What is expected: Reproduce every line of the following material verbatim, with no changes.

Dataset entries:
⟨

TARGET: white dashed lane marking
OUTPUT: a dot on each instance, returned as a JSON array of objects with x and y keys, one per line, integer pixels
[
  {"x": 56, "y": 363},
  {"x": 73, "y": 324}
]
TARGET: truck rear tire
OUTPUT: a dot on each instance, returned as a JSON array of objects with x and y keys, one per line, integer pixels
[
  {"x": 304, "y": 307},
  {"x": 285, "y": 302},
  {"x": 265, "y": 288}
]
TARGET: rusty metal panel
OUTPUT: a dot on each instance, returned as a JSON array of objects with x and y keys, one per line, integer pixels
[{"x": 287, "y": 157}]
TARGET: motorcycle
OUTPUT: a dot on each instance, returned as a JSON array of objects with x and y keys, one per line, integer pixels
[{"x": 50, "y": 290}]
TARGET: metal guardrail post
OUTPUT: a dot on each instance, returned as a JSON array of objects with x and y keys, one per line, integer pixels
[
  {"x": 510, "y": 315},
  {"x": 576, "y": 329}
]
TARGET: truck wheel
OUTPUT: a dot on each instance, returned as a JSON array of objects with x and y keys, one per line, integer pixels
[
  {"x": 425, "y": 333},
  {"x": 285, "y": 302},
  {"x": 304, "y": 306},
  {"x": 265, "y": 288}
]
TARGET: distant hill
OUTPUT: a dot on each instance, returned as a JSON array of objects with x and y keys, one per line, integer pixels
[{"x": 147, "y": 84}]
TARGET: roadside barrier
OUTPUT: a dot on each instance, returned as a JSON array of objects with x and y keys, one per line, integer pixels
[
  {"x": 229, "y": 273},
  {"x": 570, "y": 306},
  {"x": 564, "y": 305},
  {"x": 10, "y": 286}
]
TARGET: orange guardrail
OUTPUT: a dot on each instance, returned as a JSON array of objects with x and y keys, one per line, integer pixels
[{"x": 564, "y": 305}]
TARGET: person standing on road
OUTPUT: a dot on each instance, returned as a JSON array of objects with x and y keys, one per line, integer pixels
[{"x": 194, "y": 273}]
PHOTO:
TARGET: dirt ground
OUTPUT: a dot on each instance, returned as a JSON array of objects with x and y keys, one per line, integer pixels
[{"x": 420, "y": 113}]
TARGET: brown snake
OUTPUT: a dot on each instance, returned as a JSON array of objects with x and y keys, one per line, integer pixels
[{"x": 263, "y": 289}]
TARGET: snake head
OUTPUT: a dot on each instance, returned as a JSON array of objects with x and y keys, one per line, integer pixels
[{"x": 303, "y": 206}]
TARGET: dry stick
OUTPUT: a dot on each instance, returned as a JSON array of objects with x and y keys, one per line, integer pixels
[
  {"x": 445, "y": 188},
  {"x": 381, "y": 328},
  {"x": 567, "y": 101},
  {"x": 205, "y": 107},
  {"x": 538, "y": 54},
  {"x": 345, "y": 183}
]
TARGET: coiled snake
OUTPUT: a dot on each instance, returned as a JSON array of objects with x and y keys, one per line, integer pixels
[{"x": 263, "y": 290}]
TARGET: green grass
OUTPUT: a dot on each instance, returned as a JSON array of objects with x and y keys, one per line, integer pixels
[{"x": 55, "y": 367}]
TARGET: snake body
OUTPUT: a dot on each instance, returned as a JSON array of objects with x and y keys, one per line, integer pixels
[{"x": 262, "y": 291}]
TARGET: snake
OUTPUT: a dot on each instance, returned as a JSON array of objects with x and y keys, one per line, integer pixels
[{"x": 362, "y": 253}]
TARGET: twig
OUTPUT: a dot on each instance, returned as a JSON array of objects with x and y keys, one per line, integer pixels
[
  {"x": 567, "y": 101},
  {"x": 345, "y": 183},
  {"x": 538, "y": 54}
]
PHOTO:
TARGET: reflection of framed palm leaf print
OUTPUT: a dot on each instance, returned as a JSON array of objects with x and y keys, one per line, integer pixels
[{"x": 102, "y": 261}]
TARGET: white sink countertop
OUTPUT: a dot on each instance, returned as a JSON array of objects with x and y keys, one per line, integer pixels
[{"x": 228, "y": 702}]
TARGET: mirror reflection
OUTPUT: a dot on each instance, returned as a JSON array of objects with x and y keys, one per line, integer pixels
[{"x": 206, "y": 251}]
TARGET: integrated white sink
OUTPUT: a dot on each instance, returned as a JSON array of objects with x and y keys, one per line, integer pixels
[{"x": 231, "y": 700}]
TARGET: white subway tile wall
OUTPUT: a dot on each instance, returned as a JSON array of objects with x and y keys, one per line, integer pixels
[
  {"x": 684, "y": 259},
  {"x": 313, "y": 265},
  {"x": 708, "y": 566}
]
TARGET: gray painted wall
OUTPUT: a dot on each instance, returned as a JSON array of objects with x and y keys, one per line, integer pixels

⟩

Reply to the exercise:
TARGET: white dashed lane marking
OUTPUT: a dot on each instance, returned as a JSON array of objects with x and y keys, one per line, integer pixels
[
  {"x": 56, "y": 363},
  {"x": 73, "y": 324}
]
TARGET: truck rear tire
OUTPUT: a dot on each instance, returned as a JSON array of objects with x and y keys, one per line, integer pixels
[
  {"x": 304, "y": 307},
  {"x": 285, "y": 302},
  {"x": 265, "y": 288}
]
TARGET: rusty metal panel
OUTPUT: a dot on each instance, returned as a JSON array of objects with x and y keys, one per line, integer pixels
[{"x": 287, "y": 157}]
TARGET: motorcycle
OUTPUT: a dot on each instance, returned as a JSON array of objects with x and y keys, one per line, integer pixels
[{"x": 50, "y": 290}]
TARGET: metal guardrail post
OUTPUT: a dot on each instance, returned as a JSON array of objects with x and y keys, one per line, integer pixels
[
  {"x": 510, "y": 315},
  {"x": 576, "y": 329}
]
TARGET: truck wheel
OUTPUT: a dot on each instance, returned as a JSON array of objects with x and y keys, one per line, integer pixels
[
  {"x": 425, "y": 333},
  {"x": 285, "y": 302},
  {"x": 304, "y": 306},
  {"x": 265, "y": 288}
]
TARGET: distant hill
OUTPUT: a dot on each instance, returned as a JSON array of objects with x and y keys, one per line, integer pixels
[{"x": 147, "y": 84}]
TARGET: roadside barrier
OUTPUT: a dot on each instance, returned as a JSON array of objects with x and y keys, one per line, integer pixels
[
  {"x": 229, "y": 273},
  {"x": 570, "y": 306},
  {"x": 564, "y": 305},
  {"x": 10, "y": 286}
]
TARGET: orange guardrail
OUTPUT: a dot on each instance, returned as a JSON array of objects with x and y keys, one per line, integer pixels
[{"x": 564, "y": 305}]
TARGET: person standing on road
OUTPUT: a dot on each instance, returned as a JSON array of objects with x and y keys, one per line, integer pixels
[{"x": 194, "y": 273}]
PHOTO:
TARGET: dirt ground
OUTPUT: a dot on each instance, returned as a JSON array of objects with x and y keys, one per line, integer pixels
[{"x": 420, "y": 113}]
TARGET: brown snake
OUTPUT: a dot on each instance, returned as a JSON array of objects with x and y keys, one per line, integer pixels
[{"x": 263, "y": 289}]
TARGET: snake head
OUTPUT: a dot on each instance, returned as a JSON array of objects with x and y keys, one per line, integer pixels
[{"x": 303, "y": 206}]
TARGET: dry stick
OUTPUT: a dot on each instance, returned as a JSON array of objects with x and y keys, one per line, integer pixels
[
  {"x": 445, "y": 188},
  {"x": 381, "y": 328},
  {"x": 567, "y": 101},
  {"x": 205, "y": 107},
  {"x": 538, "y": 54},
  {"x": 345, "y": 183}
]
TARGET: coiled snake
OUTPUT: a dot on each instance, returned as a JSON array of objects with x and y keys, one per line, integer pixels
[{"x": 263, "y": 290}]
TARGET: green grass
OUTPUT: a dot on each instance, returned as a JSON array of objects with x and y keys, one per line, integer pixels
[{"x": 55, "y": 367}]
TARGET: snake body
OUTPUT: a dot on each instance, returned as a JSON array of objects with x and y keys, one per line, integer pixels
[{"x": 262, "y": 291}]
TARGET: snake
OUTPUT: a dot on each instance, returned as a JSON array of objects with x and y keys, one per line, integer pixels
[{"x": 362, "y": 253}]
TARGET: twig
OUTPUT: a dot on each instance, returned as a JSON array of objects with x and y keys, one per line, integer pixels
[
  {"x": 567, "y": 101},
  {"x": 345, "y": 183},
  {"x": 538, "y": 54}
]
PHOTO:
TARGET: reflection of framed palm leaf print
OUTPUT: a dot on each instance, returned as a JSON array of objects with x and y keys, one per line, integer pixels
[{"x": 102, "y": 261}]
TARGET: white sink countertop
OUTPUT: a dot on each instance, returned as a JSON array of objects with x and y keys, one per line, integer pixels
[{"x": 228, "y": 702}]
TARGET: mirror reflection
OUTPUT: a dot on each instance, returned as a JSON array of objects with x and y keys, one per line, integer pixels
[{"x": 206, "y": 251}]
TARGET: integrated white sink
OUTPUT: a dot on each instance, returned as a JSON array of objects with x and y keys, one per line, integer pixels
[{"x": 231, "y": 700}]
TARGET: white subway tile wall
OUTPUT: a dot on each instance, returned as a JSON array of objects with x and y keys, one per line, integer pixels
[
  {"x": 684, "y": 259},
  {"x": 313, "y": 265},
  {"x": 708, "y": 566}
]
TARGET: gray painted wall
OUTPUT: a dot on each instance, returned as a JSON array of objects with x and y keys, one per line, integer pixels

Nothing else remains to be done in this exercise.